Task goal:
Reproduce the records word for word, with nothing left out.

***** Task material

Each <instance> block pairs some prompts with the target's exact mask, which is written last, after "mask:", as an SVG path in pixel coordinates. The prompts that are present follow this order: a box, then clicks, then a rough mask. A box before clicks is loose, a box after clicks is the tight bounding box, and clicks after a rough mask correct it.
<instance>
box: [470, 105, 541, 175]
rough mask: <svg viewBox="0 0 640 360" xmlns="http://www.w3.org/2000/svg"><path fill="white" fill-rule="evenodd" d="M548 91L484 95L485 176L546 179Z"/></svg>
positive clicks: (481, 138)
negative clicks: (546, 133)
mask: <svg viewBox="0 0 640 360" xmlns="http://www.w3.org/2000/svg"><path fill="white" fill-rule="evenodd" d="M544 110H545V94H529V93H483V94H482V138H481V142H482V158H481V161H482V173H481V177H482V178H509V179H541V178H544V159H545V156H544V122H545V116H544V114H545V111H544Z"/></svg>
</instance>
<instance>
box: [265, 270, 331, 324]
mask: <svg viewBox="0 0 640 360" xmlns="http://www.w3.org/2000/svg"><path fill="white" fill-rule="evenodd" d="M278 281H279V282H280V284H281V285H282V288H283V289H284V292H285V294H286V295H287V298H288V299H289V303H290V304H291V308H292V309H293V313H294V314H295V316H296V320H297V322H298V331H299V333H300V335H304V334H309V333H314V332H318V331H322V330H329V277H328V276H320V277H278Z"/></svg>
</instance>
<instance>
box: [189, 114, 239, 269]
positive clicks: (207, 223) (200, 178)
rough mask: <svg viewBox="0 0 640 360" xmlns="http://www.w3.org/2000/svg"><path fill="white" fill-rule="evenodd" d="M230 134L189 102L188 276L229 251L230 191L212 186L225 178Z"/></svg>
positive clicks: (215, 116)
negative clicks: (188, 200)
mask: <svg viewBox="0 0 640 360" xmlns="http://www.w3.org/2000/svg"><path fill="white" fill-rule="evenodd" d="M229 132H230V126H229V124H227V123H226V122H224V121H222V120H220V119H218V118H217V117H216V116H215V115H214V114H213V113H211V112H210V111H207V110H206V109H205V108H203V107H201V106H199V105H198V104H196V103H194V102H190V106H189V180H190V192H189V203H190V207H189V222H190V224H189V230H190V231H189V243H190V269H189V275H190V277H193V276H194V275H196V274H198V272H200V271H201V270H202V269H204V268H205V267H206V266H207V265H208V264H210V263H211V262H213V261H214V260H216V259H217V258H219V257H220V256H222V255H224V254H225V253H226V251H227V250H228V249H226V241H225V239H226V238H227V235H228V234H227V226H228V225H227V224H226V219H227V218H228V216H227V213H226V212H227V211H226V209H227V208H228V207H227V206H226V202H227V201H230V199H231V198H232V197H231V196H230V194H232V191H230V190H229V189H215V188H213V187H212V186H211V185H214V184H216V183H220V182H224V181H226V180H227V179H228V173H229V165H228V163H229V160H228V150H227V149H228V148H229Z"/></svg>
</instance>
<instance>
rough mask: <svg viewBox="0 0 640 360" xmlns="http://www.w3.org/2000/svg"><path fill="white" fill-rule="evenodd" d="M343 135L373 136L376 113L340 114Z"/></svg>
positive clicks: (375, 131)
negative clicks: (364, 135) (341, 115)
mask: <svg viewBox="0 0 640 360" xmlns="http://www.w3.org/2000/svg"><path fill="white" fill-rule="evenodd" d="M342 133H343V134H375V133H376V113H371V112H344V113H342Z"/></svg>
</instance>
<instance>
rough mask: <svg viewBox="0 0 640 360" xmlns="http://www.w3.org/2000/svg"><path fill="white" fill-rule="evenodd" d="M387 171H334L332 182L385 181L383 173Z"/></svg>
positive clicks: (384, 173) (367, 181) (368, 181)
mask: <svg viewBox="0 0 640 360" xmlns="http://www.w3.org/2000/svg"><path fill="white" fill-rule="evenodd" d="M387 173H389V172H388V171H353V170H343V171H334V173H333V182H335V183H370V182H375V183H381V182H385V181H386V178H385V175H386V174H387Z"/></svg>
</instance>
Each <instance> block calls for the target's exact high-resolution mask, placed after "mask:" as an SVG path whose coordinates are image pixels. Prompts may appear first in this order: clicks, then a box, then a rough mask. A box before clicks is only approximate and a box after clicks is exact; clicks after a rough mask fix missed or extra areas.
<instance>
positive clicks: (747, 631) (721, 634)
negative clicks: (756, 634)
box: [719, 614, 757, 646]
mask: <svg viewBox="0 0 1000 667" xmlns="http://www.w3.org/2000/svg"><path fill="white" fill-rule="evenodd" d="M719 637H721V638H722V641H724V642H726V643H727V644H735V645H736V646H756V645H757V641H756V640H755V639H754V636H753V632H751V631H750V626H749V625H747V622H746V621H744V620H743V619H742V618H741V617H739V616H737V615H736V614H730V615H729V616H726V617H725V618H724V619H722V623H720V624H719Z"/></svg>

**********

The completed task:
Each <instance> block pairs some prompts with the target's exact mask, which is written last, after "mask:", as an SVG path in pixel coordinates. The prompts that are present follow this order: a box, then clicks, then a rough mask. A box before clicks is loose, a box after clicks is the tight bounding box, and clicks after a rough mask correct it.
<instance>
box: [470, 105, 541, 175]
rough mask: <svg viewBox="0 0 640 360" xmlns="http://www.w3.org/2000/svg"><path fill="white" fill-rule="evenodd" d="M548 91L484 95L485 176L546 179Z"/></svg>
positive clicks: (481, 138)
negative clicks: (546, 133)
mask: <svg viewBox="0 0 640 360" xmlns="http://www.w3.org/2000/svg"><path fill="white" fill-rule="evenodd" d="M544 110H545V94H529V93H483V94H482V138H481V142H482V158H481V161H482V173H481V177H482V178H509V179H541V178H544V159H545V156H544V122H545V116H544V114H545V111H544Z"/></svg>
</instance>
<instance>
box: [265, 270, 331, 324]
mask: <svg viewBox="0 0 640 360" xmlns="http://www.w3.org/2000/svg"><path fill="white" fill-rule="evenodd" d="M278 281H279V282H280V284H281V285H282V288H283V289H284V292H285V294H286V295H287V298H288V299H289V303H290V304H291V308H292V309H293V313H294V314H295V316H296V320H297V322H298V331H299V333H300V335H304V334H309V333H314V332H318V331H322V330H329V277H328V276H320V277H278Z"/></svg>
</instance>
<instance>
box: [189, 114, 239, 269]
positive clicks: (207, 223) (200, 178)
rough mask: <svg viewBox="0 0 640 360" xmlns="http://www.w3.org/2000/svg"><path fill="white" fill-rule="evenodd" d="M230 134L189 102L188 276L229 251L230 191L212 186L225 178Z"/></svg>
positive clicks: (215, 116)
negative clicks: (188, 200)
mask: <svg viewBox="0 0 640 360" xmlns="http://www.w3.org/2000/svg"><path fill="white" fill-rule="evenodd" d="M229 132H230V126H229V124H227V123H226V122H224V121H222V120H220V119H218V118H217V117H216V116H215V115H214V114H213V113H211V112H210V111H207V110H206V109H205V108H203V107H201V106H199V105H198V104H196V103H194V102H190V106H189V180H190V192H189V203H190V207H189V222H190V224H189V230H190V231H189V243H190V269H189V275H190V277H193V276H194V275H196V274H198V272H200V271H201V270H202V269H204V268H205V267H206V266H207V265H208V264H210V263H211V262H213V261H214V260H216V259H217V258H219V257H220V256H222V255H224V254H225V253H226V251H227V250H228V249H226V241H225V239H226V238H227V235H228V234H227V226H228V225H227V224H226V219H227V218H228V216H227V213H226V212H227V211H226V209H227V208H228V207H227V206H226V202H227V201H230V199H231V198H232V197H231V196H230V194H232V191H230V190H229V189H215V188H213V187H212V186H211V185H214V184H216V183H220V182H224V181H226V180H227V179H228V173H229V165H228V163H229V160H228V150H227V149H228V148H229Z"/></svg>
</instance>
<instance>
rough mask: <svg viewBox="0 0 640 360" xmlns="http://www.w3.org/2000/svg"><path fill="white" fill-rule="evenodd" d="M343 135L373 136L376 113L340 114Z"/></svg>
positive clicks: (375, 131)
negative clicks: (364, 135) (341, 115)
mask: <svg viewBox="0 0 640 360" xmlns="http://www.w3.org/2000/svg"><path fill="white" fill-rule="evenodd" d="M342 133H343V134H375V133H376V113H371V112H344V113H342Z"/></svg>
</instance>
<instance>
rough mask: <svg viewBox="0 0 640 360" xmlns="http://www.w3.org/2000/svg"><path fill="white" fill-rule="evenodd" d="M387 171H334L332 182L385 181L383 173Z"/></svg>
positive clicks: (384, 173) (367, 181) (368, 181)
mask: <svg viewBox="0 0 640 360" xmlns="http://www.w3.org/2000/svg"><path fill="white" fill-rule="evenodd" d="M387 173H389V172H388V171H353V170H343V171H334V173H333V182H335V183H370V182H375V183H381V182H385V181H386V178H385V175H386V174H387Z"/></svg>
</instance>
Each <instance> block calls for the target's exact high-resolution mask, placed after "mask:" as an SVG path whose coordinates are image pixels. Prompts may appear first in this order: clicks, then a box, then a rough mask. A box before clicks is only approximate and a box after clicks is exact; clicks after a rough mask fix missed or extra areas.
<instance>
positive clicks: (747, 631) (721, 634)
negative clicks: (756, 634)
box: [719, 614, 757, 646]
mask: <svg viewBox="0 0 1000 667" xmlns="http://www.w3.org/2000/svg"><path fill="white" fill-rule="evenodd" d="M719 637H721V638H722V641H724V642H726V643H727V644H735V645H736V646H756V645H757V641H756V640H755V639H754V636H753V632H751V631H750V626H749V625H747V622H746V621H744V620H743V619H742V618H741V617H739V616H737V615H736V614H730V615H729V616H726V617H725V618H724V619H722V623H720V624H719Z"/></svg>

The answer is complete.